▸ **INSTRUCTION**: Lay out as a numbered list every line from the one that contains "Where in this image is the lower" through the end of the records, skipping any blank lines.
---------------
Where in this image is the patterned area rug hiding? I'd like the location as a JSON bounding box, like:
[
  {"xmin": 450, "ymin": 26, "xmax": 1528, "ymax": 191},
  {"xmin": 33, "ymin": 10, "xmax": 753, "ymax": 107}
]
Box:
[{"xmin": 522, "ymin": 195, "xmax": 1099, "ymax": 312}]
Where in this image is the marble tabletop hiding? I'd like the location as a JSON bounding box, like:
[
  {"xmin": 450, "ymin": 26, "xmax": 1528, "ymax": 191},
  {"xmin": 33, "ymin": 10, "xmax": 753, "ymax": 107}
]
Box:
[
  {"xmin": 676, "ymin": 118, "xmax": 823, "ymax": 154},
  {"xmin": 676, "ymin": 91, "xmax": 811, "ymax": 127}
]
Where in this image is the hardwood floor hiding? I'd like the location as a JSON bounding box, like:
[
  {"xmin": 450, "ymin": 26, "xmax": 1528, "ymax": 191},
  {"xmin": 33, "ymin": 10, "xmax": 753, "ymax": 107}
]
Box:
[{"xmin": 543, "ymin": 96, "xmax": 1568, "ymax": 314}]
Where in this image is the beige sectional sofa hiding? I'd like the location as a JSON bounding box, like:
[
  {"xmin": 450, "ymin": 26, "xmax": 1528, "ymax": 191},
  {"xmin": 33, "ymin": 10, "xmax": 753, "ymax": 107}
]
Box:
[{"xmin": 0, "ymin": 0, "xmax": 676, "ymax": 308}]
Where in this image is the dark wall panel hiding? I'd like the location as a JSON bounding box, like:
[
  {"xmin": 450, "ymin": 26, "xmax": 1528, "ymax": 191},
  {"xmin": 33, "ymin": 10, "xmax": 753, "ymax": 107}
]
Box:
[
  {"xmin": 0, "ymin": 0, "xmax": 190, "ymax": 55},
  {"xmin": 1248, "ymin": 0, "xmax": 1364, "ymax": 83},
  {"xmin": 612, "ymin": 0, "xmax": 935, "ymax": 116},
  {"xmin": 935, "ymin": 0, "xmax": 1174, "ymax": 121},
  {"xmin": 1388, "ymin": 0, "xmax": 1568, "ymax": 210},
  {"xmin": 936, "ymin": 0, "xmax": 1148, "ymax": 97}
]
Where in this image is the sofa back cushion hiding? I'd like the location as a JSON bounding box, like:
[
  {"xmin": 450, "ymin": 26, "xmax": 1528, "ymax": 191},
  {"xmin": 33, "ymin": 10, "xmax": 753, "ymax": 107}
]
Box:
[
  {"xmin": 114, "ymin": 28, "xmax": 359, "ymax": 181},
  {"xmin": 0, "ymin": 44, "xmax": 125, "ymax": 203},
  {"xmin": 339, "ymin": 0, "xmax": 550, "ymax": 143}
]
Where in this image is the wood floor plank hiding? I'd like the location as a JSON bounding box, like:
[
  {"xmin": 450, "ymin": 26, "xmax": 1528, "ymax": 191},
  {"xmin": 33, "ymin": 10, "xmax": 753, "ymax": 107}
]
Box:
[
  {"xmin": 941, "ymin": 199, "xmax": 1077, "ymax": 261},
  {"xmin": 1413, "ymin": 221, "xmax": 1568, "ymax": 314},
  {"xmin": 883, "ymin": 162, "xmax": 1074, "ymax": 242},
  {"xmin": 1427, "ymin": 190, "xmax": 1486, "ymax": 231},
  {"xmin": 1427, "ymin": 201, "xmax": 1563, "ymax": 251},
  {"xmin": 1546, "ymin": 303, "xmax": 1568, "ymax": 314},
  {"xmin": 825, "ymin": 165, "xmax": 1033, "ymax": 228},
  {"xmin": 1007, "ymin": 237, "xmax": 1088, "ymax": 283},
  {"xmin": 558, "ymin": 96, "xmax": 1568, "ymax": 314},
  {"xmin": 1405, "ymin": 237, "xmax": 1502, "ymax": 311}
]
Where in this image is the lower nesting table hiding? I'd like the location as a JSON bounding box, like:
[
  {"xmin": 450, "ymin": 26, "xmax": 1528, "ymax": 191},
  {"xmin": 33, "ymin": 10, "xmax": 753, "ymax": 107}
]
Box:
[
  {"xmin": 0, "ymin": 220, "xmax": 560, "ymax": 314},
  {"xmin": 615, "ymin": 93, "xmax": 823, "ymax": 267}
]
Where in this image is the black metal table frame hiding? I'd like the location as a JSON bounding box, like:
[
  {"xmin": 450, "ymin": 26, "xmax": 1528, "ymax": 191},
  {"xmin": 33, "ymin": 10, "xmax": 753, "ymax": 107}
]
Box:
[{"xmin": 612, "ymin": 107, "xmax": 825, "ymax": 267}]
---------------
▸ **EXPECTED ANSWER**:
1. Where in this image is the lower nesting table hiding? I'd like the location as a JSON bounding box, like:
2. [
3.   {"xmin": 450, "ymin": 26, "xmax": 1528, "ymax": 191},
4.   {"xmin": 33, "ymin": 10, "xmax": 753, "ymax": 107}
5. ]
6. Box:
7. [
8.   {"xmin": 0, "ymin": 220, "xmax": 560, "ymax": 314},
9.   {"xmin": 615, "ymin": 93, "xmax": 823, "ymax": 267}
10. ]
11. Where in this image is the black metal table frame hiding? I'd like the location as a JSON bounding box, like:
12. [
13.   {"xmin": 450, "ymin": 26, "xmax": 1528, "ymax": 191},
14.   {"xmin": 33, "ymin": 10, "xmax": 753, "ymax": 107}
15. ]
16. Box:
17. [{"xmin": 612, "ymin": 107, "xmax": 825, "ymax": 267}]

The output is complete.